Start of ENTRIES SUPPLIED

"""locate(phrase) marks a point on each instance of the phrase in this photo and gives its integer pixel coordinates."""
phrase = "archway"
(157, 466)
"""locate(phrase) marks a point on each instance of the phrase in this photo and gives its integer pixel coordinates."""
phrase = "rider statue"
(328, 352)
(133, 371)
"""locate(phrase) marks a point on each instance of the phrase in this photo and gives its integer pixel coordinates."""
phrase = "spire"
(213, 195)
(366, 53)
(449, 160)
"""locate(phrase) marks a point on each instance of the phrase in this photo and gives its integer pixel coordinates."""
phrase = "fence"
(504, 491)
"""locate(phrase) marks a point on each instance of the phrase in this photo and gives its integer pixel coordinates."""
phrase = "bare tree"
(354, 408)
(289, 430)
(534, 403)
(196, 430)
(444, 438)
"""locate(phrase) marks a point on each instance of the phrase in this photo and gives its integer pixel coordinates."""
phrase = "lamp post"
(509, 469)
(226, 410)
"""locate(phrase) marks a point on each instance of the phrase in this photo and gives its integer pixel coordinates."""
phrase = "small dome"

End of ENTRIES SUPPLIED

_WHAT IS NEEDED_.
Copy out every record exactly; leave nothing out.

_YOUR SOLUTION_.
"""locate(phrase) marks a point on each instance of the phrase in this photo and gives its integer pixel coordinates."""
phrase = "archway"
(157, 466)
"""locate(phrase) marks a point on each instance of the phrase in this photo and gives its integer pixel coordinates."""
phrase = "rider statue"
(328, 352)
(133, 371)
"""locate(phrase) marks a point on each instance of the phrase in this photo and gives its integer pixel coordinates."""
phrase = "spire"
(213, 195)
(366, 53)
(449, 160)
"""locate(phrase) marks a point on each instance of the phrase in this photo and gives its integer pixel coordinates."""
phrase = "fence"
(504, 491)
"""locate(phrase) marks a point on each instance of the phrase in this photo and gives its integer pixel coordinates."""
phrase = "bare tree"
(354, 408)
(289, 430)
(534, 403)
(196, 430)
(444, 438)
"""locate(phrase) marks a point on each instance of the phrase in this photo and gives its integer pixel coordinates."""
phrase = "lamp post"
(509, 469)
(226, 410)
"""locate(phrase) marks a point on each instance of the phrase in this photo and gives its integer pixel coordinates."""
phrase = "small dome"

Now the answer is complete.